* **YOUR INSTRUCTIONS**: Can you quote the material below word for word, leaving out the pictures?

Pointing records
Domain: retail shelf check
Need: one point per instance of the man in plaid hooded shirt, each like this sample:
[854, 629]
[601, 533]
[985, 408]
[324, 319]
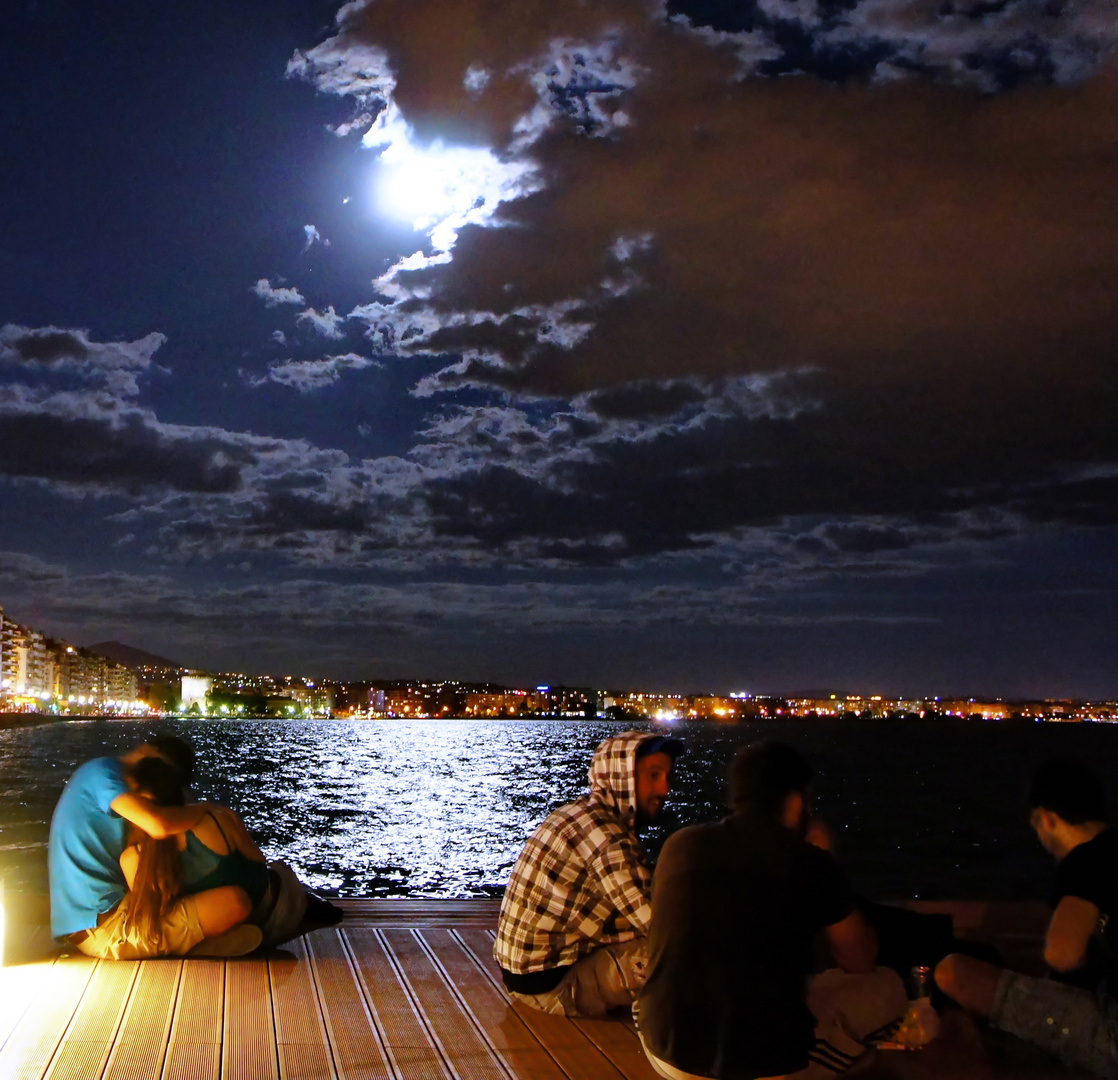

* **RESULT OF THIS TASK**:
Domain: retail shelf check
Need: one point per instance of the man in plaid hooded shirt, each like this sample:
[854, 629]
[601, 533]
[985, 408]
[324, 319]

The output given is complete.